**Request**. Reproduce all of the material word for word.
__________
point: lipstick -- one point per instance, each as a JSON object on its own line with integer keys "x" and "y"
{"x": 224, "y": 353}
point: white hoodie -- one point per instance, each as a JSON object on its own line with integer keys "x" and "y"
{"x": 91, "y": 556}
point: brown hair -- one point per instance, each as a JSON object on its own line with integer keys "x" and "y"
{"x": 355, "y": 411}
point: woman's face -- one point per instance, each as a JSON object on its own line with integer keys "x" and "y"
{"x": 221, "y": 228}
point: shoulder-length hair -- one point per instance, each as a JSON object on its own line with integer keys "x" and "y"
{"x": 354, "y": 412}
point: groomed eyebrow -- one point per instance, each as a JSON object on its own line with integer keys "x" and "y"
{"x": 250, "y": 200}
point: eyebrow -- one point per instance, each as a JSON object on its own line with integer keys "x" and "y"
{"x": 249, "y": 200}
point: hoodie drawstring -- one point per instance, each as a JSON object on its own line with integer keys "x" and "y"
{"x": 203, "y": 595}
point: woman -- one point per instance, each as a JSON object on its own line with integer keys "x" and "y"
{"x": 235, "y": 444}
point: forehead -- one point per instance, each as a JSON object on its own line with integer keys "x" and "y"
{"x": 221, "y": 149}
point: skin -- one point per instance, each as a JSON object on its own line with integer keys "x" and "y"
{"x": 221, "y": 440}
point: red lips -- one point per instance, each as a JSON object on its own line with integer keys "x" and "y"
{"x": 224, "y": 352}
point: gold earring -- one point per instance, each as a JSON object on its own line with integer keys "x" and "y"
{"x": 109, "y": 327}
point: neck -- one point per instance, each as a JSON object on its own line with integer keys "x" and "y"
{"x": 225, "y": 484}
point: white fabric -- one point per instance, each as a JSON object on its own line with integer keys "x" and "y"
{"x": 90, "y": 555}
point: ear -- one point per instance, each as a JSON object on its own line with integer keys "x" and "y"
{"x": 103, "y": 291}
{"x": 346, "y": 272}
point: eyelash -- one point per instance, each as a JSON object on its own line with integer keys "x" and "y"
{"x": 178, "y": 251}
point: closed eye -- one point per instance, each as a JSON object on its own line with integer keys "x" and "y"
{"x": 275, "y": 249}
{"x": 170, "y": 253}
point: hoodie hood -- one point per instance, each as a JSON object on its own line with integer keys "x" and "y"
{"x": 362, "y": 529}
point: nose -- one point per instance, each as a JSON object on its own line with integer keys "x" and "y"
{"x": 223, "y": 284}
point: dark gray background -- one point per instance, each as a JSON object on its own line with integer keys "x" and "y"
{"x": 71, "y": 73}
__________
**Written answer**.
point: lipstick -- one point per instance, each as a JSON object on its own line with integer keys "x" and "y"
{"x": 224, "y": 353}
point: white hoodie -- one point per instance, each as a JSON object on its own line with integer keys "x" and "y"
{"x": 91, "y": 556}
point: brown hair -- one point per instance, each as a JSON object on its own line with integer keys "x" and "y"
{"x": 355, "y": 411}
point: woman's face -- one point per instance, each as a JSON object on its own line with integer keys "x" and "y"
{"x": 221, "y": 228}
point: shoulder-length hair -- one point per instance, each as a JSON object on its own line with integer keys "x" and "y"
{"x": 354, "y": 412}
point: groomed eyebrow -- one point per instance, each as a JSON object on its own line with integer keys "x" and "y"
{"x": 250, "y": 200}
point: eyebrow -- one point per instance, each as a JSON object on its own line with integer keys "x" and "y"
{"x": 249, "y": 200}
point: hoodie drawstring -- one point per instance, each as a JSON object on its own line with integer keys "x" and "y"
{"x": 203, "y": 595}
point: woman -- one point per instance, each as a JSON object on its own line with integer keys "x" and "y"
{"x": 235, "y": 444}
point: forehead -- one point per instance, each as a JSON object on its own line with integer keys "x" and "y"
{"x": 221, "y": 149}
point: skin -- one point per instance, each as a JSON object on its own line with integer keys "x" and "y"
{"x": 221, "y": 440}
point: red lips -- one point per instance, each as a JSON object on its own line with integer keys "x" and "y"
{"x": 224, "y": 352}
point: gold earring -- one point per instance, each as a JSON object on its own line with integer keys "x" and "y"
{"x": 109, "y": 327}
point: neck -- one point per instance, each as a JSON object on its own line with integer keys "x" and "y"
{"x": 225, "y": 484}
point: white fabric -- one point per instance, each as a JSON object on its own line with integer keys "x" and "y"
{"x": 90, "y": 555}
point: ear -- one point per instance, each as a JSON object on its own line with integer keys "x" and "y"
{"x": 103, "y": 291}
{"x": 346, "y": 272}
point: eyelash -- one point per instance, each as a JSON object on its own line with integer keys "x" and "y"
{"x": 178, "y": 251}
point: closed eye -- one point per instance, each as a JSON object on its own line with integer keys "x" and "y"
{"x": 275, "y": 249}
{"x": 170, "y": 253}
point: hoodie hood -- one point per instance, each as a JSON object on its own line with integer keys "x" and "y"
{"x": 362, "y": 529}
point: nose -- one point per instance, each as a JSON object on its own line with integer keys "x" and "y"
{"x": 223, "y": 284}
point: dark gray background -- one point per instance, each as a JSON object on its own line with integer keys "x" and "y"
{"x": 71, "y": 73}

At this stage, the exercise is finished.